» ACTION ITEM:
Search the listing below, and show each line that includes the word "dark".

-- DATA UNDER STUDY follows --

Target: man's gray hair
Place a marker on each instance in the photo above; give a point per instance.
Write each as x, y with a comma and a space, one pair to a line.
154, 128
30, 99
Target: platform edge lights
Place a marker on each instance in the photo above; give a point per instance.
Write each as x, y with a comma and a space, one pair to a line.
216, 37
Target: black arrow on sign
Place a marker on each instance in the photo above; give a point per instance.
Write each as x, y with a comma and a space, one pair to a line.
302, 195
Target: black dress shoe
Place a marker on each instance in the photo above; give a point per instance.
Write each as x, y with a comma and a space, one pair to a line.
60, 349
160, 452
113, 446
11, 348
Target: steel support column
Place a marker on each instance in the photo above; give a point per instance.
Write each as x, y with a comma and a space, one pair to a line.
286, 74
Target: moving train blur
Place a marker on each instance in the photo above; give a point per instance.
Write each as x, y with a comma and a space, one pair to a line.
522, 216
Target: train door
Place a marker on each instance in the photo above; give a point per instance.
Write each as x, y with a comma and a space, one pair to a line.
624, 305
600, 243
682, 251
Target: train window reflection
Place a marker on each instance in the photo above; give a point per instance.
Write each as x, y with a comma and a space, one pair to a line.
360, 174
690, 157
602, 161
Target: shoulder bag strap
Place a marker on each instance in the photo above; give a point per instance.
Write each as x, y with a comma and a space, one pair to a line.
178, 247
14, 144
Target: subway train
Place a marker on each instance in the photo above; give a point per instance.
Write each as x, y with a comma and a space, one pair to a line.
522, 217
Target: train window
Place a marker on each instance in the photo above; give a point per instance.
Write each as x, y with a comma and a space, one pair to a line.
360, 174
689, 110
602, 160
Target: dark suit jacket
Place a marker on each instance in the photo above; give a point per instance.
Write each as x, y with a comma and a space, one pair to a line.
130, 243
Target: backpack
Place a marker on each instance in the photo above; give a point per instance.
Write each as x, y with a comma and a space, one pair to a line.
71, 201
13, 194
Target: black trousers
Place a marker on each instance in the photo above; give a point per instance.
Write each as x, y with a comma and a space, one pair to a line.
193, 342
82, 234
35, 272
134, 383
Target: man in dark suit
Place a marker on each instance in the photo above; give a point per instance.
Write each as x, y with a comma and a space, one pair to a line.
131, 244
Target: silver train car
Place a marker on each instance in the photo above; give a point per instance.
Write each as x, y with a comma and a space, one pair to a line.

-- DATA UNDER STUDY concluded --

» OUTPUT OF THE TASK:
Target: dark suit jacket
Target: man in dark suit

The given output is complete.